start DATA LISTING

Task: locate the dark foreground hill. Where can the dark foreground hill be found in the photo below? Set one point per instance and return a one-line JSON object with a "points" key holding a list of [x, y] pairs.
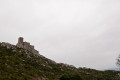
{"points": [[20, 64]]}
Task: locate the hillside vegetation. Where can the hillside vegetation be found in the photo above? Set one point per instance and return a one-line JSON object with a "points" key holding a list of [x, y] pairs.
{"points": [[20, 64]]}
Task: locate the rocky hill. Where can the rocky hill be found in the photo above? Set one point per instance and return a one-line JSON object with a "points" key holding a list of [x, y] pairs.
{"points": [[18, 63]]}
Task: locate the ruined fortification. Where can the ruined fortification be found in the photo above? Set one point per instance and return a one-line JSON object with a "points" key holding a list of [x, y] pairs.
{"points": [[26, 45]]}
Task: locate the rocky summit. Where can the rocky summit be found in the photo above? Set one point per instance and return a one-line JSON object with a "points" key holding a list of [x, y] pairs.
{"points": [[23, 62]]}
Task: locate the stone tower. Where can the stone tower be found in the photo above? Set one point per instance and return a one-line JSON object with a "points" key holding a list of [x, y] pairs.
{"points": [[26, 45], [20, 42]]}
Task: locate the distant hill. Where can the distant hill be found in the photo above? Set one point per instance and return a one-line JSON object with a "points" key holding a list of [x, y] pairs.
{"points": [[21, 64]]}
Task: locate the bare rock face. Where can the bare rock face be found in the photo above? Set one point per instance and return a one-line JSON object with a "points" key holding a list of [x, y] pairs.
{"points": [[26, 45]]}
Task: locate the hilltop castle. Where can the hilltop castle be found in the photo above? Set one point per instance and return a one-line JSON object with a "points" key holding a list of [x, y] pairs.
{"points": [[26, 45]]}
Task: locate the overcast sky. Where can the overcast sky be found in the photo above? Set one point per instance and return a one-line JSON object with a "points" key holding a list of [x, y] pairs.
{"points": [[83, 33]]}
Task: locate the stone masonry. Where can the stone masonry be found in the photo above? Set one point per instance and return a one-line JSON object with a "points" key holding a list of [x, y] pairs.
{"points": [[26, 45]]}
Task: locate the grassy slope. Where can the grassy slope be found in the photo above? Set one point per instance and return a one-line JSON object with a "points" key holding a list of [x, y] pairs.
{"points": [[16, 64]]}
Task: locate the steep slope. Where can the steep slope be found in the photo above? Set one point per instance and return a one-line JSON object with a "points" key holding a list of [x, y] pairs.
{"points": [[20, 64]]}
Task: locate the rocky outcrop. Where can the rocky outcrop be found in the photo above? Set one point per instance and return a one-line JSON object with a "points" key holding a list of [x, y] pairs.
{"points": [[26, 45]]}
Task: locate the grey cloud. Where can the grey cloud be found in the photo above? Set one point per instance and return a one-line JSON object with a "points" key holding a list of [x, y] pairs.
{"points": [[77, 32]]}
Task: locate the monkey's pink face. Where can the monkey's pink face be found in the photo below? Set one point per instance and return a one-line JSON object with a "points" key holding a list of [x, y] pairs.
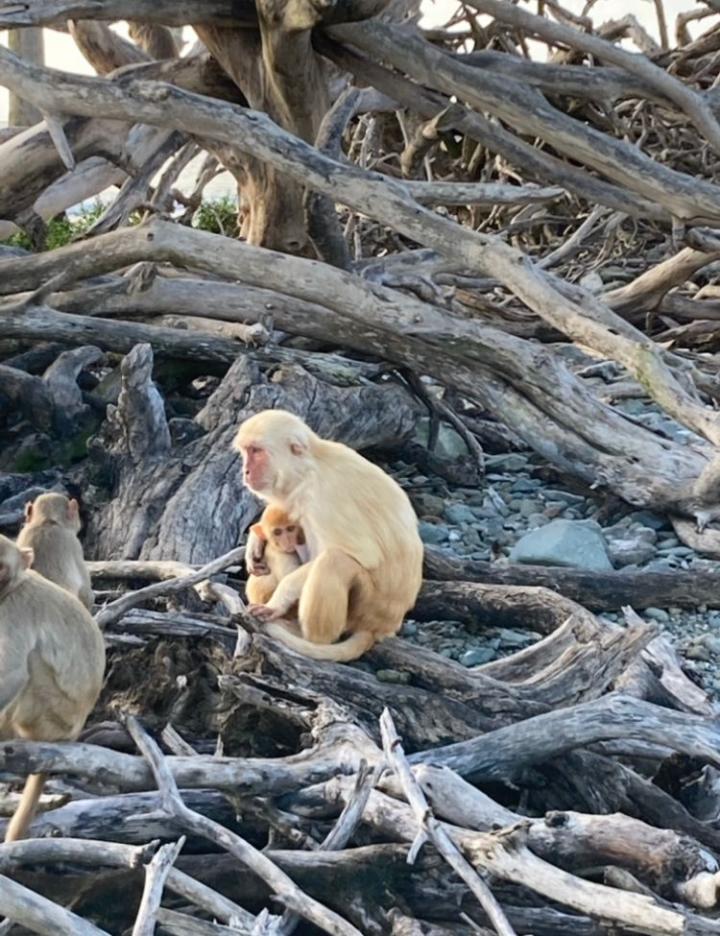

end DATA LISTING

WHAT TO WORK ON: Transcribe all of the lines above verbatim, from the first through the last, and omit the pictures from your transcription.

EXERCISE RESPONSE:
Task: locate the dark foreground hill. Where can the dark foreground hill be found in the photo below? Set one point per instance and return a one-line JSON object with a "points" key holding a list of [x, y] pairs.
{"points": [[20, 64]]}
Task: locate the hillside vegetation. Where can the hillside vegetation be found in the photo above? Set one point per instance and return a one-line JSON object with a "points" key holding a list of [x, y] pairs.
{"points": [[20, 64]]}
Task: locate the rocky hill. Where can the rocky hill be found in the photo above? Set one point per instance and return a one-line JSON object with a "points" key holding a list of [x, y] pairs.
{"points": [[18, 63]]}
Task: locate the ruined fortification. Where can the ruined fortification be found in the photo above? Set one point per instance and return a one-line JSON object with a "points" key holding a list of [x, y] pairs.
{"points": [[26, 45]]}
Task: locate the rocky summit. Where can the rocky summit be found in the photo above? Set one point per instance and return a one-line JSON object with a "points" key holding a list of [x, y] pairs.
{"points": [[23, 62]]}
Task: locate the stone tower. Where can the stone tower be found in the photo above? Set one point per instance and return a one-line JSON object with a "points" key holding a list of [x, y] pairs.
{"points": [[26, 45], [20, 42]]}
Task: locate the distant hill. Where can the distant hill be found in the photo above? Set one point per instance and return a one-line JSON object with a "points" key holding a list of [x, y] pairs.
{"points": [[21, 64]]}
Task: locate the bare rock face. Where can the bare rock face be found in the photo above? Set one point per instance and return a one-line JSON object with a "points" key holding a list of [x, y] pairs.
{"points": [[26, 45]]}
Task: locate the hilltop castle. Where can the hilltop castle be found in the photo above? Set one point per instance and return a one-line JSON object with a "points" key holding a list of [x, y] pairs.
{"points": [[26, 45]]}
Task: locate the overcast sky. Where can the overcast sky be found in the photo above? Set one point per instance and return a one-line JSON object with a "points" key holding a list of [x, y] pairs.
{"points": [[83, 33]]}
Task: locate the stone masonry. Where can the stone masonry be found in the photo above? Set one point per instance and return a one-line JSON object with a "points" key holding a list of [x, y] pairs.
{"points": [[26, 45]]}
Task: locate the grassy slope. Where can the grassy slope be found in the photo above? Set one point per instance and return a one-line JSON object with a "points" key holding a list of [x, y] pairs.
{"points": [[16, 64]]}
Task: locate the steep slope. Where can the steep slope be found in the photo above? Set one point per instance and return a one-line JSON object with a "points" key holding a list of [x, y] pairs.
{"points": [[20, 64]]}
Task: locate the rocky outcrop. Where can the rocky outcrop be found in the photo above? Set one point per instance and return a one-line JSON object with a "points" key holding a list of [x, y] pairs.
{"points": [[26, 45]]}
Task: locate the grey cloud. Where can the grey cloud be found in the photo above? Set one point per instance and return a one-line JSON object with a "points" key holding a list of [x, y] pairs.
{"points": [[77, 32]]}
Task: locate the monkey's pink face. Where can the monkey's pink face be found in the photo below? Set one point per instance and return a one-line JSON object with a "points" key holding a list of [x, y] pairs.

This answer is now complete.